= Extracted data =
--- Start ---
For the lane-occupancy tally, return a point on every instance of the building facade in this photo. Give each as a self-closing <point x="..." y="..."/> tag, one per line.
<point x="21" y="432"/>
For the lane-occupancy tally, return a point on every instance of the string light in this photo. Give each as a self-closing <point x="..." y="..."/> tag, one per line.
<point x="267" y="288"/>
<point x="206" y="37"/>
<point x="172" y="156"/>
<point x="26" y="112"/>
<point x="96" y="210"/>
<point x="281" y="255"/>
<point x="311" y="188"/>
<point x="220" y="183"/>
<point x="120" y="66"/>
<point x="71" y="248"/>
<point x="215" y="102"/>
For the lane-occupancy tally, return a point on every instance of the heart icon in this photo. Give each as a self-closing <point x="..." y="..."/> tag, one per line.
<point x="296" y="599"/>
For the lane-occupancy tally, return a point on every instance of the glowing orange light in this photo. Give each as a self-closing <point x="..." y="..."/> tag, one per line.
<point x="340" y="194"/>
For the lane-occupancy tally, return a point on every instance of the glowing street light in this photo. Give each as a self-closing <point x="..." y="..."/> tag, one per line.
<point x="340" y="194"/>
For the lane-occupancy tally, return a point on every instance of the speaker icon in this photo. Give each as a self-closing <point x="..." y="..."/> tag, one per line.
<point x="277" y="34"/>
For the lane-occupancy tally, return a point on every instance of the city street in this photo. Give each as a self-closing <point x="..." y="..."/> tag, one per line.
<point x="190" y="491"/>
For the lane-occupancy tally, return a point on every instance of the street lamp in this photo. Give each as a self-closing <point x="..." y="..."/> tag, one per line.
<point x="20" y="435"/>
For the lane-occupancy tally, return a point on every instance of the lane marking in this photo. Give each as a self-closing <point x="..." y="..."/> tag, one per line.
--- End ---
= What is being asked =
Copy out all of the records above, word for word and line for line, with nothing changed.

= Solution for this task =
For the lane-occupancy tally, return a point on every instance of the building facade in this photo. Give each as a self-closing <point x="..." y="..."/> tag, one per line.
<point x="21" y="432"/>
For the lane-occupancy tally, return a point on every instance of the string light in this photo. Give each as a self-closing <point x="..." y="..."/> tag, one per line.
<point x="267" y="288"/>
<point x="206" y="37"/>
<point x="172" y="156"/>
<point x="26" y="112"/>
<point x="96" y="210"/>
<point x="281" y="255"/>
<point x="311" y="188"/>
<point x="220" y="183"/>
<point x="120" y="66"/>
<point x="71" y="248"/>
<point x="215" y="102"/>
For the lane-occupancy tally, return a point on every instance of the heart icon in this photo. Give each as a self-closing <point x="..." y="..."/> tag, one per line.
<point x="296" y="599"/>
For the lane-occupancy tally, return a point on every instance of the glowing orange light in this photo. Give each as a self-closing <point x="..." y="..."/> tag, one per line.
<point x="340" y="194"/>
For the lane-occupancy tally, return a point on every instance of the glowing street light in this photo. Give each as a self-closing <point x="..." y="..."/> tag, one per line.
<point x="340" y="194"/>
For the lane-occupancy tally, return a point on every instance of the speaker icon in this photo. Give each as a self-closing <point x="..." y="..."/> tag, one per line.
<point x="277" y="34"/>
For the lane-occupancy tally, return a point on every instance of the city street in this photo. Give each as a self-closing <point x="..." y="..."/> tag, one per line.
<point x="190" y="491"/>
For the lane-occupancy tally, return a point on every instance of the street lamp in this photo. Give each as a self-closing <point x="..." y="..."/> tag, one per line.
<point x="20" y="435"/>
For the lane-occupancy tally, return a point on every instance of the lane marking in this photo. Give each as a self-closing <point x="..." y="..."/> tag, one per line.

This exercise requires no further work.